Kurt Fuller (born September 16, 1953) is an American character actor. He has appeared in a number of television, film, and stage projects. He is best known for his roles in the films No Holds Barred and Ghostbusters II (both 1989), Wayne's World (1992), and Scary Movie (2000), as well as for playing Coroner Woody Strode in the television series Psych (2009–2014) and Zachariah in Supernatural (2009–2019).

Career
Fuller has played television director Russell in Wayne's World; a mayoral aide in Ghostbusters II; the television executive and mastermind of the "Battle of the Tough Guys", Mr. Brell, in No Holds Barred; a real estate agent in Elvira: Mistress of the Dark; and NSC Director Robert Lindsey in the third season of Alias. Fuller also played real-life figures Werner Klemperer (in Paul Schrader's Auto Focus) and Karl Rove (on the TV satire That's My Bush!). He also portrayed Pacific Bell Retirement Fund Executive Walter Ribbon in The Pursuit of Happyness.

> _STATED PROBLEM 1_:
According to the biography, what role does Fuller play in the third season of Alias?
> _STATED PROBLEM 2_:
Transcribe the biography word for word from "Kurt Fuller (born" to "in Supernatural (2009–2019).".
The rows that follow play no part in this exercise.

> _PROVIDED RECORDS_:

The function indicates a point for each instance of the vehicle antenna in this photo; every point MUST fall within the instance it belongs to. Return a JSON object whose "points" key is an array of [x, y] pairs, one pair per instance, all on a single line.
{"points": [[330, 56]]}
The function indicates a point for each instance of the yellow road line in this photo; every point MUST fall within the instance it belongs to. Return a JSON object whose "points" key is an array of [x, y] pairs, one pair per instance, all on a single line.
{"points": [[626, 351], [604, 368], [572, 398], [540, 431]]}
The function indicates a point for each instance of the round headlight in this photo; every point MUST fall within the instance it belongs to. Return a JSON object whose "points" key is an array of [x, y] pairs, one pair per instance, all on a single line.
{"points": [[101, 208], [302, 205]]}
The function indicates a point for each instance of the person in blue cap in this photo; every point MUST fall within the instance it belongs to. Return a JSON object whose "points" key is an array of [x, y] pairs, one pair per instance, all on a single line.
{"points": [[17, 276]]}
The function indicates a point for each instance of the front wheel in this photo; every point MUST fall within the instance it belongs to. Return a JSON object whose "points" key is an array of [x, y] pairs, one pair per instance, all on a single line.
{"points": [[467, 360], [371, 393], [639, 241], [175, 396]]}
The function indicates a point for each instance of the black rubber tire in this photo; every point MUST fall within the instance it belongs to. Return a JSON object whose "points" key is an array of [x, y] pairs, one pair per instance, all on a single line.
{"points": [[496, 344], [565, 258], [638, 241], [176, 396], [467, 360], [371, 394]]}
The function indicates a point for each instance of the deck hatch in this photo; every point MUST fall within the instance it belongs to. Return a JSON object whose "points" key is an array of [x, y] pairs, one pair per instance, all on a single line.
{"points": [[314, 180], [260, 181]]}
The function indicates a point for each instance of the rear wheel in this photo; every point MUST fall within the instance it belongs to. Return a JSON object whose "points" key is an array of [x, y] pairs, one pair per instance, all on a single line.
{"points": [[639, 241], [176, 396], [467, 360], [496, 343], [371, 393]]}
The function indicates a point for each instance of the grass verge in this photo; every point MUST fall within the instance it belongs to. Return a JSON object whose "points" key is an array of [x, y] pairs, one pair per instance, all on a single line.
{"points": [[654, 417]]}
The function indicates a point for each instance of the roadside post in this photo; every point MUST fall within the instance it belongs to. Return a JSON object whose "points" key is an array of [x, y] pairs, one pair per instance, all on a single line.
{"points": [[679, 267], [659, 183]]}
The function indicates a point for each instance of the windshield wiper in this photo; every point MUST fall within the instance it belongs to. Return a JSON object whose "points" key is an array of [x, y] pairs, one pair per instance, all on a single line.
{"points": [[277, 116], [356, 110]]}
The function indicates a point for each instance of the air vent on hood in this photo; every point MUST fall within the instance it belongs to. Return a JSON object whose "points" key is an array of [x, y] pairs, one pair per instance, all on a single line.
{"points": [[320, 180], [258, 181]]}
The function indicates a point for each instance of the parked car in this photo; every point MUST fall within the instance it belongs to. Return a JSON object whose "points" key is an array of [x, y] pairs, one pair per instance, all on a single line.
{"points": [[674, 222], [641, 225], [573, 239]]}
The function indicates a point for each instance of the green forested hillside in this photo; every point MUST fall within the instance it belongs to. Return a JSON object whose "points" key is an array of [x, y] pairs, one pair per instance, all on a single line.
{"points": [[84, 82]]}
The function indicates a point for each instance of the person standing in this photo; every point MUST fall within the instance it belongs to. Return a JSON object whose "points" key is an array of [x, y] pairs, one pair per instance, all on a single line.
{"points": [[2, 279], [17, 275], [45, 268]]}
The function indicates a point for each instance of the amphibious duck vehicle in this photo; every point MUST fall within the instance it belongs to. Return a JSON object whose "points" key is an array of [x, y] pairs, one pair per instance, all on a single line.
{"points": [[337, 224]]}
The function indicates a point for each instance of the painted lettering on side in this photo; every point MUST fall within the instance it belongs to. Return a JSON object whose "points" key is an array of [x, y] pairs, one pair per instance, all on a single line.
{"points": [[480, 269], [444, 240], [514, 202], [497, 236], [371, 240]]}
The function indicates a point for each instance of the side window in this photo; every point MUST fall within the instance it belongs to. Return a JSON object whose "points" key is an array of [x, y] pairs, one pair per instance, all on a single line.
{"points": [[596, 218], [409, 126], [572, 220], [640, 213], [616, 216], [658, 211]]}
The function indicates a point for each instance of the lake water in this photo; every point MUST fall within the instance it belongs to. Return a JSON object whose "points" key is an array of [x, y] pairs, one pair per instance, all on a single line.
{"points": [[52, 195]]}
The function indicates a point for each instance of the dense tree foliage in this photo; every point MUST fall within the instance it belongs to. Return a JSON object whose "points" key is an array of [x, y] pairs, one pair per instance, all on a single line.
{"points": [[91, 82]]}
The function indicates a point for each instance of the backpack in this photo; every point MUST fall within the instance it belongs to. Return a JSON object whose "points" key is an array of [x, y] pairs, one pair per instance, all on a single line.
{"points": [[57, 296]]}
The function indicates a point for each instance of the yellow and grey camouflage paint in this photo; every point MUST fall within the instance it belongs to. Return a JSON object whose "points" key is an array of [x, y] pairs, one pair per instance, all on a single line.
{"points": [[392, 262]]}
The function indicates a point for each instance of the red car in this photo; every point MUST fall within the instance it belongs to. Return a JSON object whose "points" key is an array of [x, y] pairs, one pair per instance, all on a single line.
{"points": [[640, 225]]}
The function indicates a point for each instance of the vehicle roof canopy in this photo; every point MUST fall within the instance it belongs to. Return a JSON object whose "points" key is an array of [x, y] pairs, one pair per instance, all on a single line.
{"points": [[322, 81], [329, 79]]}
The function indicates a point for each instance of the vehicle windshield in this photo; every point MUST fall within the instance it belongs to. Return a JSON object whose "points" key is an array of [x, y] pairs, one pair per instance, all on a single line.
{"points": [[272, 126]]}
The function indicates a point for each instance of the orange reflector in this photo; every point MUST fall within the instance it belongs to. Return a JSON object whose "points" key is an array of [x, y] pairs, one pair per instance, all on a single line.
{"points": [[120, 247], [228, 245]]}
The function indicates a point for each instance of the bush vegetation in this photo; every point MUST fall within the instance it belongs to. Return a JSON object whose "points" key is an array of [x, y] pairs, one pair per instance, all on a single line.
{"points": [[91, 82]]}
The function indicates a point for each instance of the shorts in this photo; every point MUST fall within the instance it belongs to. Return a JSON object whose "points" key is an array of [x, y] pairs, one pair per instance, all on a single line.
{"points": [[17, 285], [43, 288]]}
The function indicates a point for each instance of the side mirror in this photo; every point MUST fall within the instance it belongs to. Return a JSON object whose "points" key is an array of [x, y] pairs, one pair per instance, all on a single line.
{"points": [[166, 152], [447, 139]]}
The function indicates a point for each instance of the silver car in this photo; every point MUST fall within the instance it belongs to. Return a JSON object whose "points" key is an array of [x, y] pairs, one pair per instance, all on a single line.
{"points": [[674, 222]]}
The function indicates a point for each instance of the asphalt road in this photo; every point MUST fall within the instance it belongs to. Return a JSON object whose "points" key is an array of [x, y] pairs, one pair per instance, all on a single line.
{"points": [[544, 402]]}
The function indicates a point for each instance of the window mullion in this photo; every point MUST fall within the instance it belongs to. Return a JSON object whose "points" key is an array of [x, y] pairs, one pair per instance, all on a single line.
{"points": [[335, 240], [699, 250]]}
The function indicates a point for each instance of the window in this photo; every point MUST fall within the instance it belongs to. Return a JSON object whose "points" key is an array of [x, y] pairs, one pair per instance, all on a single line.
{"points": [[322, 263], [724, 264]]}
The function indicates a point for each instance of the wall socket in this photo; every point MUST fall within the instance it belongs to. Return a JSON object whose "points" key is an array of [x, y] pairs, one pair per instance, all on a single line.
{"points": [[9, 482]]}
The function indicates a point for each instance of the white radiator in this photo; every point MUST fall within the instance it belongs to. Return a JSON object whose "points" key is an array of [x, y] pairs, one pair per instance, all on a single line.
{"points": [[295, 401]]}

> _FINAL RESULT 1_:
NSC Director Robert Lindsey

> _FINAL RESULT 2_:
Kurt Fuller (born September 16, 1953) is an American character actor. He has appeared in a number of television, film, and stage projects. He is best known for his roles in the films No Holds Barred and Ghostbusters II (both 1989), Wayne's World (1992), and Scary Movie (2000), as well as for playing Coroner Woody Strode in the television series Psych (2009–2014) and Zachariah in Supernatural (2009–2019).